**Try it:** Within the records below is a range that opens at the line with "the construction worker" and closes at the line with "x=730, y=349". Return that range word for word, both ends included, and only that range.

**Data supplied:**
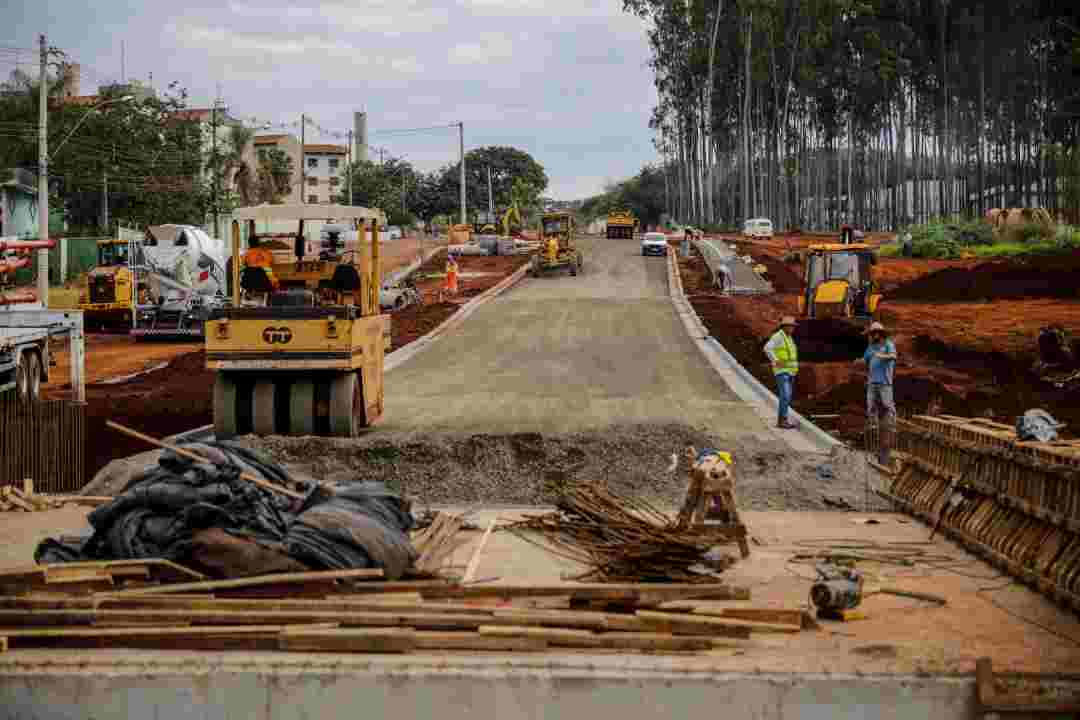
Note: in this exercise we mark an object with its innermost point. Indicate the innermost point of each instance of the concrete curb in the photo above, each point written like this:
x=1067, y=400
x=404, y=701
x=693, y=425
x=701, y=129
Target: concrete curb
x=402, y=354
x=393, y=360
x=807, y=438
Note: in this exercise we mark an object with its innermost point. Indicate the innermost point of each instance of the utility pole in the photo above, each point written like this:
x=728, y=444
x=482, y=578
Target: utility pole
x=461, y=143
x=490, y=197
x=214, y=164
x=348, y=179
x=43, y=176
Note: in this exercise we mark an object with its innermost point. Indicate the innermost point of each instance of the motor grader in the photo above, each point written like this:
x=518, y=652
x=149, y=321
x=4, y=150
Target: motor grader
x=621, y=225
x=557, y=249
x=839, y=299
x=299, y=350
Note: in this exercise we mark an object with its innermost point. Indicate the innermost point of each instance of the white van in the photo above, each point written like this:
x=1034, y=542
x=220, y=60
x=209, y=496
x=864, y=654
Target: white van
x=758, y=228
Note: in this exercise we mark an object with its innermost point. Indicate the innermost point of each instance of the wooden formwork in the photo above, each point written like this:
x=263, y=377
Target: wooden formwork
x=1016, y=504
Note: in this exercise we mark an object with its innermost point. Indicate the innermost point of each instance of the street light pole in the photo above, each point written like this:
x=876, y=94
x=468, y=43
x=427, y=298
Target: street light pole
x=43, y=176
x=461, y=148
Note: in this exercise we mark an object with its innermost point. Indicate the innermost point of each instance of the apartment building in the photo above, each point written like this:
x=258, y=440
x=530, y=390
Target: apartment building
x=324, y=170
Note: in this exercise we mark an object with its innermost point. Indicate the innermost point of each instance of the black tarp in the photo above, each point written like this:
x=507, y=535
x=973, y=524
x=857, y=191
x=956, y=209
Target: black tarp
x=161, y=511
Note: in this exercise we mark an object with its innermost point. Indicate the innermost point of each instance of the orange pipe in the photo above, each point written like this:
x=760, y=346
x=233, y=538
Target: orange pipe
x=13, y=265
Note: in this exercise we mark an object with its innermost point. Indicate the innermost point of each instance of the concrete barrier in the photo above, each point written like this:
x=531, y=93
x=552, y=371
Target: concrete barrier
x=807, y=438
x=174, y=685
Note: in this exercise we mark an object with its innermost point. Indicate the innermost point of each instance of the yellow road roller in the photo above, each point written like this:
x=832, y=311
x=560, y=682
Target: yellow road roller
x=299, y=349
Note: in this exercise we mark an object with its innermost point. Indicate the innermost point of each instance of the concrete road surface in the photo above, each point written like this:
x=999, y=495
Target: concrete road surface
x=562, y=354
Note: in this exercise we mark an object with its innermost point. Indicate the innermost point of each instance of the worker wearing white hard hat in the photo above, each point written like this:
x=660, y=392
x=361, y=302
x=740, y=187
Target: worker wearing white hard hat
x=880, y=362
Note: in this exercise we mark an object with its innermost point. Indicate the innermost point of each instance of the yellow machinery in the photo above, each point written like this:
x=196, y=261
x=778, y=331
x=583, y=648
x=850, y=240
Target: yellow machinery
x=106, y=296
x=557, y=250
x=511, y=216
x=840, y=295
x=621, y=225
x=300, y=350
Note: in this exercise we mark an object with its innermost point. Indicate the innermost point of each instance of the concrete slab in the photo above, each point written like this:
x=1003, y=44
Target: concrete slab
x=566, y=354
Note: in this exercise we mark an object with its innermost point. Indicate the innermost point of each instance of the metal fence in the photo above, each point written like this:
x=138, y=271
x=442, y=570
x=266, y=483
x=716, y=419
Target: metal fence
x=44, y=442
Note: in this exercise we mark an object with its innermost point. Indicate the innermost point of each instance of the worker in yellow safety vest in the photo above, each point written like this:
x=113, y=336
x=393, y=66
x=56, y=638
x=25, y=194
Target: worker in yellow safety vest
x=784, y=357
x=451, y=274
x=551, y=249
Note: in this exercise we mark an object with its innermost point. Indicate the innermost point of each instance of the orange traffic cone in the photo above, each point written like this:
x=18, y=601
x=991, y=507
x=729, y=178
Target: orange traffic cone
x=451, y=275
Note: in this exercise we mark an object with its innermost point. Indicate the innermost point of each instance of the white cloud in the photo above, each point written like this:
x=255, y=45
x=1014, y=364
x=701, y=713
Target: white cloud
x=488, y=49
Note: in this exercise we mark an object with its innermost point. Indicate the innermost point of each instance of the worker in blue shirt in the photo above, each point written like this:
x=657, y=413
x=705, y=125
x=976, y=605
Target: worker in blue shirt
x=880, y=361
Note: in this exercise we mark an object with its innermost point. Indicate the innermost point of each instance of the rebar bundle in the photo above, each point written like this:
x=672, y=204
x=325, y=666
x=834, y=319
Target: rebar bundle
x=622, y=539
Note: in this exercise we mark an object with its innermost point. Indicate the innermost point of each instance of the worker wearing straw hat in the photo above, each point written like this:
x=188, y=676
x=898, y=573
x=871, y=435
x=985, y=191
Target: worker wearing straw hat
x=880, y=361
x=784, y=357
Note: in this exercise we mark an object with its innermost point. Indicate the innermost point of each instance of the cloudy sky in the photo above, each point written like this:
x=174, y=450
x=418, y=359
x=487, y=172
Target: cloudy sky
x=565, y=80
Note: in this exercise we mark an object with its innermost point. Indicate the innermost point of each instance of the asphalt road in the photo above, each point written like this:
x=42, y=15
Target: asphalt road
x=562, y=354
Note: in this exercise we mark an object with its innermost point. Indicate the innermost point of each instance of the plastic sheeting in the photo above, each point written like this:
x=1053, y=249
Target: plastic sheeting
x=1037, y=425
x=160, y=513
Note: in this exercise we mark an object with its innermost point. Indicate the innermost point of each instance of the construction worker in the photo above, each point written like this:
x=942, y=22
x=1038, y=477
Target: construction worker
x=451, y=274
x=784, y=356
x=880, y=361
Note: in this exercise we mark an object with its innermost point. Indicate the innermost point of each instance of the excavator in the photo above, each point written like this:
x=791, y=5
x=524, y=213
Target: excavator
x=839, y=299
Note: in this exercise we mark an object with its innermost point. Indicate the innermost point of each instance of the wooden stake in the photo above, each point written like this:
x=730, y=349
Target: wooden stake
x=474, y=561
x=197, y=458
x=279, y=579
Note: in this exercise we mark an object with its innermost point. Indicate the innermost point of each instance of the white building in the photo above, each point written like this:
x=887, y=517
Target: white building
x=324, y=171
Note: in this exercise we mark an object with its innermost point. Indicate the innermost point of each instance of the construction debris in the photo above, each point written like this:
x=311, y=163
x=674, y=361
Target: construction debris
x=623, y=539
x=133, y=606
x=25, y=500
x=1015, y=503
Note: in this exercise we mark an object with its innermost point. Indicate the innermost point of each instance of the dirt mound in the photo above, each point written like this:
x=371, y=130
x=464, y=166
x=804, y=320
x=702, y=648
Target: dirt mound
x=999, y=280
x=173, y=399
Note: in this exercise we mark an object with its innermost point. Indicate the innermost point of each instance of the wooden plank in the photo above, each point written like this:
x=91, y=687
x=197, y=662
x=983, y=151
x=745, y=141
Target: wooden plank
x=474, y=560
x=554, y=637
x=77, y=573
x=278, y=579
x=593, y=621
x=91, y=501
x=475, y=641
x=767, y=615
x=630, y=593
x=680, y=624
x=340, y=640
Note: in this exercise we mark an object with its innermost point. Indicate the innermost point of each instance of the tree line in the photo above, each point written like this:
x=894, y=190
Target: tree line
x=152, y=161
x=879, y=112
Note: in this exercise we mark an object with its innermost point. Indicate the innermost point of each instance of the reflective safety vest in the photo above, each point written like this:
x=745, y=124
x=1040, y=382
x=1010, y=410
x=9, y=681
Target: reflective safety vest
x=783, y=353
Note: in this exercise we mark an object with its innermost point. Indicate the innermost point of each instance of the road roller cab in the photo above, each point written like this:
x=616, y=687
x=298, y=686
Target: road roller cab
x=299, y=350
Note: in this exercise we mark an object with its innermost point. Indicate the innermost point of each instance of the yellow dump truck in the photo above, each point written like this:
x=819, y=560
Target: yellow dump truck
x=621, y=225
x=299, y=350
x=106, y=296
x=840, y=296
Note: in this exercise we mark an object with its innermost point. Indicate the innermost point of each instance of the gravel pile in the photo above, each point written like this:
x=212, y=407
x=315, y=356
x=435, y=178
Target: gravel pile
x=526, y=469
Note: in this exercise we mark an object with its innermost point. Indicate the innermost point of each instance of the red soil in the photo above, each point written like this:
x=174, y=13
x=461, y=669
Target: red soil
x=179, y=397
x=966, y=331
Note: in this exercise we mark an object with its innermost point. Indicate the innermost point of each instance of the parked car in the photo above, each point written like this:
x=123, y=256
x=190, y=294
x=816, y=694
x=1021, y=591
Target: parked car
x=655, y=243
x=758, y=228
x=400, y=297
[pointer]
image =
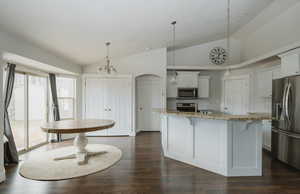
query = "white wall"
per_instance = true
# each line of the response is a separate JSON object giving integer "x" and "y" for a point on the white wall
* * *
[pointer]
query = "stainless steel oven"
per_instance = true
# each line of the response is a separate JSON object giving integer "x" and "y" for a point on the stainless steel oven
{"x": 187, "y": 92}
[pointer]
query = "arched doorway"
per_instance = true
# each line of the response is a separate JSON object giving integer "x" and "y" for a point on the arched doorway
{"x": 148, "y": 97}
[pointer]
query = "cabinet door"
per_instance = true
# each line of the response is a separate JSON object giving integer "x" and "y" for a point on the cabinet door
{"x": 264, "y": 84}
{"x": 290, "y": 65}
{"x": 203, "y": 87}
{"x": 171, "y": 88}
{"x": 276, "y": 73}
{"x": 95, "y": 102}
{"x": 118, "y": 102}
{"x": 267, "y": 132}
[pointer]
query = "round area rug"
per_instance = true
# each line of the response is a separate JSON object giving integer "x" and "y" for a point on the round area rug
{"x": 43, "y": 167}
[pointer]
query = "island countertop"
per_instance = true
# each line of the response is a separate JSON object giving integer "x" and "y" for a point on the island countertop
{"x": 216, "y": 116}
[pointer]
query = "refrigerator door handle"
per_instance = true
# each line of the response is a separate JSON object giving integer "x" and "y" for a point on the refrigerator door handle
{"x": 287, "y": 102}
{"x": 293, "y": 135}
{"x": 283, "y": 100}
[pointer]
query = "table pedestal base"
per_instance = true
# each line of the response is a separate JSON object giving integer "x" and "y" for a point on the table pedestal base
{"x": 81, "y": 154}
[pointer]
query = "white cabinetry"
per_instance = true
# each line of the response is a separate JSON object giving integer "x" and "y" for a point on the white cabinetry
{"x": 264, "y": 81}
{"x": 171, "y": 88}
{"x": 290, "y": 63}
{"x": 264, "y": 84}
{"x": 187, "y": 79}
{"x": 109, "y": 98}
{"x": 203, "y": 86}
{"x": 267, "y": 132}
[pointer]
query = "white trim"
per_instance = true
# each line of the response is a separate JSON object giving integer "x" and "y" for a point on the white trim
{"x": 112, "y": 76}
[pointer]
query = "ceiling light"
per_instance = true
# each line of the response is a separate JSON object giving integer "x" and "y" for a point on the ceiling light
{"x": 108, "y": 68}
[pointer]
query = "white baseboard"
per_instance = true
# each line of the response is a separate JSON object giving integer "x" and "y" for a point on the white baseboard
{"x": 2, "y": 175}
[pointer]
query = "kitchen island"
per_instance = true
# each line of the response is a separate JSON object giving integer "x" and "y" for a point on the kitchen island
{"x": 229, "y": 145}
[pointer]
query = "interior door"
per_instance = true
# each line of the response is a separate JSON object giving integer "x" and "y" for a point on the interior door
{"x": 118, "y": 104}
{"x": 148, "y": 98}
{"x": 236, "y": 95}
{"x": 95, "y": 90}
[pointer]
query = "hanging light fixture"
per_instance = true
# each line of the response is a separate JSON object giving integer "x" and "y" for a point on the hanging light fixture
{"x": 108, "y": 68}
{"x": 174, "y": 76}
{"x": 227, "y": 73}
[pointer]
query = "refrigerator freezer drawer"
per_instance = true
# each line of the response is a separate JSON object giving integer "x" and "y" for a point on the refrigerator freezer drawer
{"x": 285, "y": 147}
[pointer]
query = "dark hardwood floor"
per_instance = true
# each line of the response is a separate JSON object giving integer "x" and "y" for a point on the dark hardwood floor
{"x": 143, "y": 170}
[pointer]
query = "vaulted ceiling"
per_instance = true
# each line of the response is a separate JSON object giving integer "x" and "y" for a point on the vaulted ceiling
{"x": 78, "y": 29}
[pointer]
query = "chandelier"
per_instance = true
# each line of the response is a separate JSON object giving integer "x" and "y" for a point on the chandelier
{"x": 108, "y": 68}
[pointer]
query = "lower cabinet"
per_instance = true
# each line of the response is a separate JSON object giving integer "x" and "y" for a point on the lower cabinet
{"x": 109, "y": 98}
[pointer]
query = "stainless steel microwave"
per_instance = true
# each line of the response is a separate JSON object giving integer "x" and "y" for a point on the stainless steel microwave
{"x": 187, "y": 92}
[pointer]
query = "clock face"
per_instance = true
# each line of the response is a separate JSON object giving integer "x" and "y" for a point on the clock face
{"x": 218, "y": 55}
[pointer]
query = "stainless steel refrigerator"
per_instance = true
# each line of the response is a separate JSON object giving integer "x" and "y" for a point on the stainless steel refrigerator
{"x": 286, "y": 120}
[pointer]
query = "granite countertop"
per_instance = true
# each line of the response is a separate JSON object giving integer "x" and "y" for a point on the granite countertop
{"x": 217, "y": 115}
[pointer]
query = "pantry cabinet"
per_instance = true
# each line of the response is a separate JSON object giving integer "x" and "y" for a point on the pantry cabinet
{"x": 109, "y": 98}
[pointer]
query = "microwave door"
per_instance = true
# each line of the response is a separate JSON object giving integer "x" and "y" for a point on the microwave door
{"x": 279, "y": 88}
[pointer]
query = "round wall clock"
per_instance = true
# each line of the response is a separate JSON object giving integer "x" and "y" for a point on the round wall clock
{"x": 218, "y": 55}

**Output of the exercise:**
Note: in this exercise we mark an object with its innermost point. Indicate the innermost point of each instance of the construction worker in the photo above, each point written like this:
x=942, y=22
x=1038, y=477
Target: construction worker
x=451, y=274
x=784, y=356
x=880, y=361
Note: in this exercise we mark an object with its innermost point. Indicate the innermost point of each instance of the excavator in the photo above, each point written like this:
x=791, y=5
x=524, y=213
Target: excavator
x=839, y=299
Note: in this exercise we mark an object with its innermost point. Indicate the innermost point of each instance of the wooden stake in the photo above, each point written like this:
x=730, y=349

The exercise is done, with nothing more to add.